Stored data:
· · · · · · ·
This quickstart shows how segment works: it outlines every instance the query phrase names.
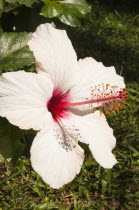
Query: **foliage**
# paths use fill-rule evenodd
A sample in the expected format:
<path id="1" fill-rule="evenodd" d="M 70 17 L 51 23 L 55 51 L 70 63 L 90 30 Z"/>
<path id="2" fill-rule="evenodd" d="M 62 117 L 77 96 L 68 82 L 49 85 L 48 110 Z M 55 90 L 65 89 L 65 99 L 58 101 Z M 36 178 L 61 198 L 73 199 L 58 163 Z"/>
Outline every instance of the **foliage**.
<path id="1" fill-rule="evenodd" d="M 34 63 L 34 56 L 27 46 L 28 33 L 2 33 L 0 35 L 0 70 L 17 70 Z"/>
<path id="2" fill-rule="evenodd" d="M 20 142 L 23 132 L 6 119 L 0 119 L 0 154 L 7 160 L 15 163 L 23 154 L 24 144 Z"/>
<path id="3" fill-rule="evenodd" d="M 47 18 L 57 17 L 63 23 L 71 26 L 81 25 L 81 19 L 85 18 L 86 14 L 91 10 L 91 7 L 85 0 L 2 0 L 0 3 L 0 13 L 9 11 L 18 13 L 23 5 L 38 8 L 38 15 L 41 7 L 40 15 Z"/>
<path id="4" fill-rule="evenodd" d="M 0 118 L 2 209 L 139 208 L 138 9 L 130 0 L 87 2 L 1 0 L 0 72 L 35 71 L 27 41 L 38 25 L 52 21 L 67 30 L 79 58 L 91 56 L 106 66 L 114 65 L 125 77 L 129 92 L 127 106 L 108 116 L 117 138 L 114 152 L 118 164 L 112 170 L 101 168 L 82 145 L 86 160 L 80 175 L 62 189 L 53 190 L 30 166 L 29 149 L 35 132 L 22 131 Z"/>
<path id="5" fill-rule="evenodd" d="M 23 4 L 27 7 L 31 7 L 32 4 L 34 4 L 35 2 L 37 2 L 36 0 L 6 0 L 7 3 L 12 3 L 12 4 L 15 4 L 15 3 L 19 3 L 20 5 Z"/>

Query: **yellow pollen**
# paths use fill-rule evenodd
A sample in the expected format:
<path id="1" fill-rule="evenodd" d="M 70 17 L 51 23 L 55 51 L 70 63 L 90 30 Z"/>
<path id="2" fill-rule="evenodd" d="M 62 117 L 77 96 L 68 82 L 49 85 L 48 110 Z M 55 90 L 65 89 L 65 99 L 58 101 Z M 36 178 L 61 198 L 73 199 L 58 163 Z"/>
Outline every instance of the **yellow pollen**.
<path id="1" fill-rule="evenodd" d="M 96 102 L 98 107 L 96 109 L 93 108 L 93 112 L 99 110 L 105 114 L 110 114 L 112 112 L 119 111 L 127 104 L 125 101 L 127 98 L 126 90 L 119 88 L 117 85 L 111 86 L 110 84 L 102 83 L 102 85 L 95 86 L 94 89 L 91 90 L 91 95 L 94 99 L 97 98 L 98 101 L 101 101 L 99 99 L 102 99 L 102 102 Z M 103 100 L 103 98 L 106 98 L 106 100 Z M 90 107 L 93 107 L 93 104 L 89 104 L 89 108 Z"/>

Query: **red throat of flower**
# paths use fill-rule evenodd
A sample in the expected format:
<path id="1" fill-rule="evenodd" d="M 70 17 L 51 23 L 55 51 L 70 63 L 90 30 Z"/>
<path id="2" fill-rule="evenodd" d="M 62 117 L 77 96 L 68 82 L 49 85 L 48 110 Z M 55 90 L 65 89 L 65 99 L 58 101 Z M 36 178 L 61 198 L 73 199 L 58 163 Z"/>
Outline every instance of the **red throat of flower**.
· · · · · · ·
TASK BRIEF. Look through the data and show every line containing "flower".

THE ANSWER.
Query: **red throat of flower**
Outline every instance of the **red throat of flower**.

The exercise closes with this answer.